• Problem statement: Write out the records below word for word, please.

<<<<

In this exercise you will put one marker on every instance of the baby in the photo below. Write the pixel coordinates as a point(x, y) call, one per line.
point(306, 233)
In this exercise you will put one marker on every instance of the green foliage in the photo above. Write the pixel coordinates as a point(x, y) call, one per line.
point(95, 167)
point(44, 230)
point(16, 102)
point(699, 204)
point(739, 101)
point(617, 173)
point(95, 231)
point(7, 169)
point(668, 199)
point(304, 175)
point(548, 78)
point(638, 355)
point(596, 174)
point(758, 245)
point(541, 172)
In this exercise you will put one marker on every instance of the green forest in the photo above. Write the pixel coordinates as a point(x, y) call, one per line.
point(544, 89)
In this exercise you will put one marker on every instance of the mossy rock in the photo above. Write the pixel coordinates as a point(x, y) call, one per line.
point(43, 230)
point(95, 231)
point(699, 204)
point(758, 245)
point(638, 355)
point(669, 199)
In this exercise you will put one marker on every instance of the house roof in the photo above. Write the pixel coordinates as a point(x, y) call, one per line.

>>>>

• Written reply:
In this exercise you will put one marker on every instance of the baby in the photo below. Write the pixel coordinates as a point(x, y) call, one per line.
point(306, 233)
In this exercise you will put one marker on every instance of the green foliage in the photo above. Write the pixel coordinates as a point(x, y) call, one per line.
point(95, 167)
point(44, 230)
point(16, 102)
point(699, 204)
point(739, 101)
point(617, 173)
point(95, 231)
point(7, 169)
point(668, 199)
point(304, 175)
point(548, 78)
point(638, 355)
point(596, 174)
point(758, 245)
point(541, 172)
In this exercise you will put one marker on every instance of the green forest in the photo above. Write the pixel coordinates as a point(x, y) call, one per line.
point(544, 89)
In this exercise you will put one marker on every instance of the mossy rock in the photo above. Write the pixel coordinates as a point(x, y) call, one per line.
point(43, 230)
point(95, 231)
point(699, 204)
point(758, 245)
point(638, 355)
point(669, 199)
In this exercise you will put one marker on every instance of the house roof in the photo above. Write the pixel coordinates as a point(x, y) call, one per line.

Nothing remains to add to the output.